TASK TO COMPLETE: Reproduce the rows below verbatim, from the line with "Where can the oven" through the final line of the rows, both included.

ENTRIES PROVIDED:

+ + + + + + +

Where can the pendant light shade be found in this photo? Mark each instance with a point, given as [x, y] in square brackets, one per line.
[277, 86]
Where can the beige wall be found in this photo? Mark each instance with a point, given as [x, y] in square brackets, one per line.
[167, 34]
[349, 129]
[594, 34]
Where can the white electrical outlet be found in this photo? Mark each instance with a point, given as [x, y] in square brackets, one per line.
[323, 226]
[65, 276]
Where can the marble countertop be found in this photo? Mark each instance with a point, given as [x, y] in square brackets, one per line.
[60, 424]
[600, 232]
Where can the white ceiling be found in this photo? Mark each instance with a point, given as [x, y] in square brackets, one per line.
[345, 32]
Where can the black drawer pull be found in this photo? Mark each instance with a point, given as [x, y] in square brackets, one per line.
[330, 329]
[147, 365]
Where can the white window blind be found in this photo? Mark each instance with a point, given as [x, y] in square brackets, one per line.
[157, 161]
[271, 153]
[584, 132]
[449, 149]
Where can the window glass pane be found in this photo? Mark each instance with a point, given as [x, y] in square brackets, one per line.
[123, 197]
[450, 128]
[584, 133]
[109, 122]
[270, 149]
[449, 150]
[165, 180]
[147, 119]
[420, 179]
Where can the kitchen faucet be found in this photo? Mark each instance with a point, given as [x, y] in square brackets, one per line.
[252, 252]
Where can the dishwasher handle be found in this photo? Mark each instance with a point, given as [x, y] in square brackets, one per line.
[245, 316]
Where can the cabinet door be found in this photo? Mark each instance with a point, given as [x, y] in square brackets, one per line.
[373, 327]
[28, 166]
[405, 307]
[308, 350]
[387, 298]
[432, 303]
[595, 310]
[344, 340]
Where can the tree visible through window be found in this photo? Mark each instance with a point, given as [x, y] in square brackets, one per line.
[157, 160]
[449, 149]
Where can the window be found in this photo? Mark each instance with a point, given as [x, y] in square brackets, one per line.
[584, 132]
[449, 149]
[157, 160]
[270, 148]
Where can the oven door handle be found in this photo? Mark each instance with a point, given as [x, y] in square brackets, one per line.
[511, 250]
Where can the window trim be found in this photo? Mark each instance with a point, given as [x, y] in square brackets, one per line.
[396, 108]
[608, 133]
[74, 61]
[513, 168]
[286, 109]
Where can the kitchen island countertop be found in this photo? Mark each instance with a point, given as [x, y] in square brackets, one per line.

+ + + + + + +

EXERCISE OUTPUT:
Where can the oven door handle be found in this photo? Mark each instance with a point, given as [x, y] in square brackets, one per line.
[511, 250]
Where can the window trim be found in this photo? Mark each instance with a point, given as [x, y] in square brackets, one per line.
[396, 108]
[608, 133]
[74, 61]
[513, 168]
[286, 109]
Where can the kitchen island countertop be found in this photo? Mark each instance with a point, given as [x, y] in square brackets, one per line.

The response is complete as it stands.